-- begin --
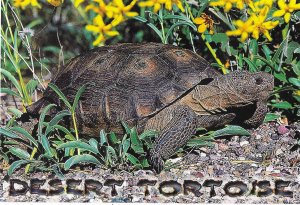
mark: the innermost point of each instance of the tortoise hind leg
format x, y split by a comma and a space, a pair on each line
179, 130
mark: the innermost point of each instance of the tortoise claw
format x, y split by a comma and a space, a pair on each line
156, 161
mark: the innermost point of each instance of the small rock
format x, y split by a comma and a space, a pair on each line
279, 151
244, 143
223, 147
269, 168
282, 130
202, 154
258, 171
274, 136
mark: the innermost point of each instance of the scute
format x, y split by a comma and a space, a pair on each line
129, 81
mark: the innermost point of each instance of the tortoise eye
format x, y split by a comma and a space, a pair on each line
259, 81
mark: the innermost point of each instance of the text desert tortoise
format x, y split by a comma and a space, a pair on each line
159, 87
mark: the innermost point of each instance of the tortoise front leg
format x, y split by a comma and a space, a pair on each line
258, 116
179, 130
173, 136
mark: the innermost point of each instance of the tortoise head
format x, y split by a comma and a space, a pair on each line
254, 87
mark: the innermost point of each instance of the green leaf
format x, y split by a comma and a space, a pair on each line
31, 86
132, 159
25, 134
77, 97
46, 145
231, 130
268, 62
93, 143
103, 139
60, 94
9, 134
59, 116
180, 23
15, 111
13, 80
127, 129
9, 92
292, 46
15, 165
283, 105
113, 138
295, 81
111, 154
79, 144
84, 158
145, 163
276, 57
220, 38
252, 66
280, 76
199, 143
42, 118
254, 47
271, 117
141, 19
125, 145
64, 130
148, 134
22, 154
136, 144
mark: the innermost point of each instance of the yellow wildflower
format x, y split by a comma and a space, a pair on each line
55, 3
244, 29
103, 30
120, 10
263, 3
260, 26
101, 9
286, 9
24, 3
178, 3
227, 4
78, 2
205, 22
156, 4
240, 4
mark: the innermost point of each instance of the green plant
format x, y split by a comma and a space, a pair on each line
15, 41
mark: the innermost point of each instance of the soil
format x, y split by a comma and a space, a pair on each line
261, 168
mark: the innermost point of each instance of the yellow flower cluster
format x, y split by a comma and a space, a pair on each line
257, 23
113, 13
24, 3
158, 4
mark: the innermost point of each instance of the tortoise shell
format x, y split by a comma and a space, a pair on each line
128, 82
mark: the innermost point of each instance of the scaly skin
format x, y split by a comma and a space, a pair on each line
206, 107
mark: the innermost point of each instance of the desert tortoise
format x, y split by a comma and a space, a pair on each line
161, 87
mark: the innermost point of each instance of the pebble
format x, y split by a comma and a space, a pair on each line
274, 136
282, 130
244, 143
279, 151
223, 147
202, 154
269, 168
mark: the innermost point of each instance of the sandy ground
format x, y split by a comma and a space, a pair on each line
261, 168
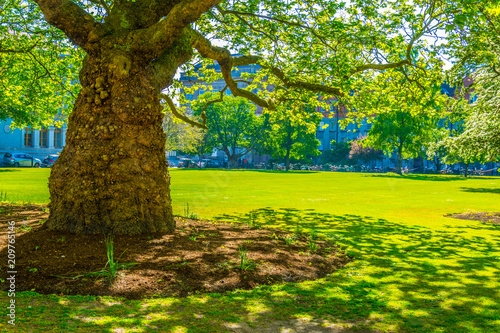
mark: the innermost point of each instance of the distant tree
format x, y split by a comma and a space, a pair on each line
338, 154
288, 136
364, 154
473, 41
406, 111
202, 144
398, 131
233, 126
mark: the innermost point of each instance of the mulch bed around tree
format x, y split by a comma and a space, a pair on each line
200, 257
491, 217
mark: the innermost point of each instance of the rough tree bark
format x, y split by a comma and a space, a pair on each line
112, 174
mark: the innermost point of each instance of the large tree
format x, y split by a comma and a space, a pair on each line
112, 174
38, 68
473, 41
290, 133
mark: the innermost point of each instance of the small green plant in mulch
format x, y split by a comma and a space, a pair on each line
24, 227
297, 228
111, 267
245, 263
289, 239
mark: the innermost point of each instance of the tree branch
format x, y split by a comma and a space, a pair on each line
181, 116
161, 35
76, 23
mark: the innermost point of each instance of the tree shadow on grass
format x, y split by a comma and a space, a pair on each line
8, 170
440, 275
433, 178
251, 170
404, 279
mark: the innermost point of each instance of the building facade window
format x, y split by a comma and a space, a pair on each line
43, 138
57, 138
28, 137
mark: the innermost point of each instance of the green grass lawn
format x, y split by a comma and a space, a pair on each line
415, 270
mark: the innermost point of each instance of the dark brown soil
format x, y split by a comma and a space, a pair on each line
200, 257
491, 217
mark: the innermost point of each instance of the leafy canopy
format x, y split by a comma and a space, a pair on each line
38, 67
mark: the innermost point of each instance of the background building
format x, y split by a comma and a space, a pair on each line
36, 142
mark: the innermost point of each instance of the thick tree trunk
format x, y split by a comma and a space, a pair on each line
112, 174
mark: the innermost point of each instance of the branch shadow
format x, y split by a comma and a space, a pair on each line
404, 279
433, 178
480, 190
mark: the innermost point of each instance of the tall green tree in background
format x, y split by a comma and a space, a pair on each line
473, 41
180, 136
233, 127
406, 113
338, 154
112, 174
290, 133
364, 154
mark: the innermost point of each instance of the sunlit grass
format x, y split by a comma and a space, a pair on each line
415, 270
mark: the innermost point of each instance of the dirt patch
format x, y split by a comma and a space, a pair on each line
200, 257
491, 217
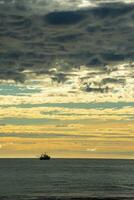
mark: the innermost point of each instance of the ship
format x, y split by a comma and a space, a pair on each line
45, 157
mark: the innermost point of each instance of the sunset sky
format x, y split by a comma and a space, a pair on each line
67, 78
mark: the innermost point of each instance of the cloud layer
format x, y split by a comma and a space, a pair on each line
95, 36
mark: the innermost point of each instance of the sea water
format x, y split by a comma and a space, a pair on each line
66, 178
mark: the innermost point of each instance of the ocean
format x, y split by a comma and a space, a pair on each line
66, 179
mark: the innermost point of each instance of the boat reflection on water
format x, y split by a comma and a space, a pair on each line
45, 157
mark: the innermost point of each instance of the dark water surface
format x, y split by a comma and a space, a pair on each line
66, 179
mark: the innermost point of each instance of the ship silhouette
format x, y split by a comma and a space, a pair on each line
44, 156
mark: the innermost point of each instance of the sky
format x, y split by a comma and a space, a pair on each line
67, 78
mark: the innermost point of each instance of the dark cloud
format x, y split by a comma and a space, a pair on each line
35, 41
64, 17
113, 80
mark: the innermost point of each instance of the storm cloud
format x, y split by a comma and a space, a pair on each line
38, 41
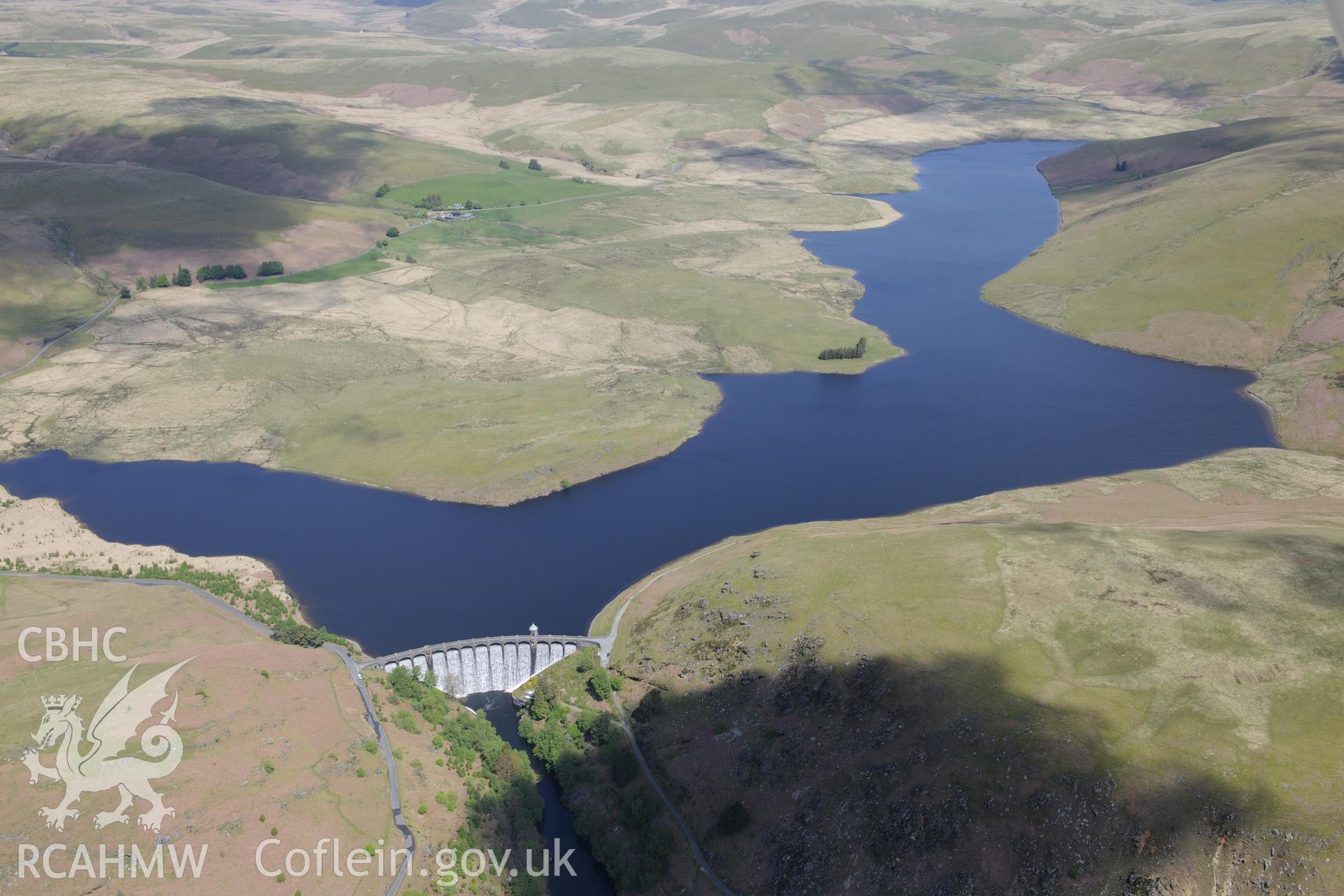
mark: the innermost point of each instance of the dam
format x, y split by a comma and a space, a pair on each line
477, 665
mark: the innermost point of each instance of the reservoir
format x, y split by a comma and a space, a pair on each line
984, 400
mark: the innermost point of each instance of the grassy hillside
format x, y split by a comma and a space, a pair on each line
141, 222
1218, 248
174, 124
1211, 57
519, 349
273, 736
499, 188
1114, 685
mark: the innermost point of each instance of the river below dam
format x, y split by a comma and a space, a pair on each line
984, 400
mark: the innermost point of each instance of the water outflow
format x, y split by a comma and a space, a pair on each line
486, 666
984, 400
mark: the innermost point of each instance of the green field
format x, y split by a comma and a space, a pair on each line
499, 188
262, 146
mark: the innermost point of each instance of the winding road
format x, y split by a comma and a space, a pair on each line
608, 643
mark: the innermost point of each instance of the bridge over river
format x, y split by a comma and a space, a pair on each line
476, 665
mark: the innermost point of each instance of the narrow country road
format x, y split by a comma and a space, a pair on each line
350, 668
608, 643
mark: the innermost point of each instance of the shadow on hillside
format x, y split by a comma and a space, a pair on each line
265, 147
901, 778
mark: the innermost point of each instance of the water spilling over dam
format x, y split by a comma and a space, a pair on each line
477, 665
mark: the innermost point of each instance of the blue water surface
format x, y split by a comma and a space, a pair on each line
984, 400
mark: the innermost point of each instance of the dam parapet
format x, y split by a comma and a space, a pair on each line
476, 665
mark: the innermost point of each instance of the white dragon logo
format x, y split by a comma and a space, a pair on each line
101, 767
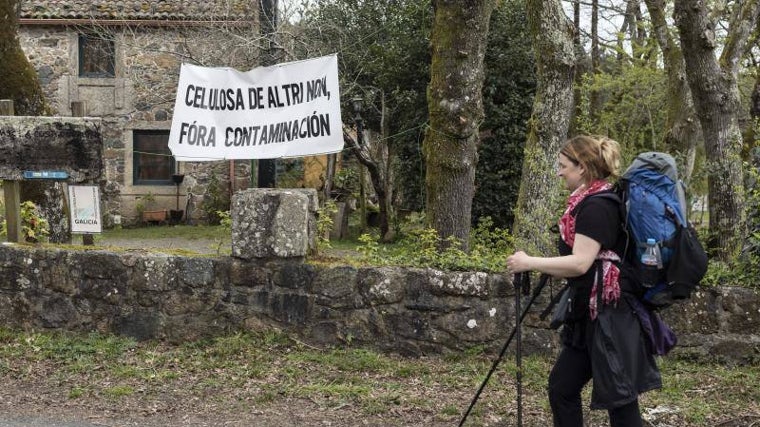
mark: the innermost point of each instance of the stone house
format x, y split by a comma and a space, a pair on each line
119, 60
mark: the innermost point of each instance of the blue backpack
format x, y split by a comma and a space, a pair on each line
654, 207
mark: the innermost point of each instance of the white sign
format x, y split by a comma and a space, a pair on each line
85, 209
287, 110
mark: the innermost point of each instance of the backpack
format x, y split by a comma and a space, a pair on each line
653, 205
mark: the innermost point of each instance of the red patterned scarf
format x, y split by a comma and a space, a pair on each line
610, 272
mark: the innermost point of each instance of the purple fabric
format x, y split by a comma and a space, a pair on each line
661, 338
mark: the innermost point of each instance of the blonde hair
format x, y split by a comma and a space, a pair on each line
598, 155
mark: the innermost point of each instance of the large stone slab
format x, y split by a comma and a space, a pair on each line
273, 223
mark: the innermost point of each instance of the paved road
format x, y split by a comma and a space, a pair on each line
42, 422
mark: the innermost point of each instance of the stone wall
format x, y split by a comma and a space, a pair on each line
267, 283
406, 310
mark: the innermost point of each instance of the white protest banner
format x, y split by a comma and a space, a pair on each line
85, 209
287, 110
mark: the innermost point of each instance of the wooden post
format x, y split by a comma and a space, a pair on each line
11, 190
6, 107
79, 109
12, 196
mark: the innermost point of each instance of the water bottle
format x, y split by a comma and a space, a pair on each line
651, 263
-- end --
WORK TO BE COMPLETED
Please format the lines from the one containing "mark: the innermost point of each instance of the stone wall" up to and including the last line of the items as a numbered list, leaving out any blank lines.

CORRECT OUTPUT
1. mark: the innermost point of each instance of the stone wall
2. format x, y split by a comma and a space, a pair on each line
3. 267, 283
4. 406, 310
5. mark: the innermost point of each instance of the white protest banner
6. format x, y split by a comma and a space, a pair on each line
7. 85, 209
8. 287, 110
9. mark: the innermost point of each instance of the wooden post
10. format x, y split by a comma and a space, a pair on each line
11. 11, 190
12. 6, 107
13. 79, 109
14. 12, 196
15. mark: the innermost point of each instance of the water bottle
16. format x, y split by a comma and a space, a pair on each line
17. 651, 263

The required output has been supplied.